§ Parts of the exercise
A) Answer these from the forum thread on baptism:
(i) Whose book does greenbaggins point to for insights?
(ii) Whose biography of C. H. Spurgeon was the poster reading?
(iii) Which two words does Von use to describe the thread?
B) Write the next part of the forum thread on baptism, picking up after its last line.

Lane, thank you again for the helpfulness and clarity of the argument. It is helping me to think things through with more clarity.


greenbaggins said:


> It's genuine as long as the person baptized continues to act like a Christian, but then becomes illegitimate as soon as the person apostatizes.


So it it depends on the act of the person; is that closet Armianism?



greenbaggins said:


> read John Fesko's book for these insights


I was thinking of getting Fesko. Do you think he is one of the best on the subject?



greenbaggins said:


> The classical paedo position, however, is that baptism marks inclusion in the _visible_ church, not the _invisible_ church.


Yes, I was recently reading Nettles fine biography of CH Spurgeon where Spurgeon claimed Paedobaptists need Baptists to keep tabs on them to stop them going Roman Catholic  Spurgeon, no doubt, confused the invisible church and the visible church.


----------



## Von (Feb 19, 2019)

This thread is displaying the PB at its finest: Edifying and Informative. Thanks guys!

Reactions: Like 3


----------



## greenbaggins (Feb 19, 2019)

§ Data

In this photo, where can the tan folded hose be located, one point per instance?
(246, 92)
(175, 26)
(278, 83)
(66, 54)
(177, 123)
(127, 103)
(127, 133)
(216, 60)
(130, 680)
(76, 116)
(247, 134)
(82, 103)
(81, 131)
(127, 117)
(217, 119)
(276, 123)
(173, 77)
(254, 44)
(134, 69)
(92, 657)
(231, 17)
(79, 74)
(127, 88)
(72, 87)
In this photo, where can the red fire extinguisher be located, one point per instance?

§ Responses to the exercise
A)
(i) John Fesko's
(ii) Nettles's
(iii) Edifying and Informative

B)
Stephen L Smith said:


> Lane, thank you again for the helpfulness and clarity of the argument. It is helping me to think things through with more clarity.
> 
> So it it depends on the act of the person; is that closet Armianism?
> 
> ...



You're welcome. 

As to the act of the person, I am not sure it would be closet Arminianism. More like a weird version of Donatism, maybe. Donatism said that the validity of the baptism depended on the personal holiness of the one administering it. Maybe we could say that if the validity of the baptism depends on the one receiving it, then it is a sort of reverse Donatism?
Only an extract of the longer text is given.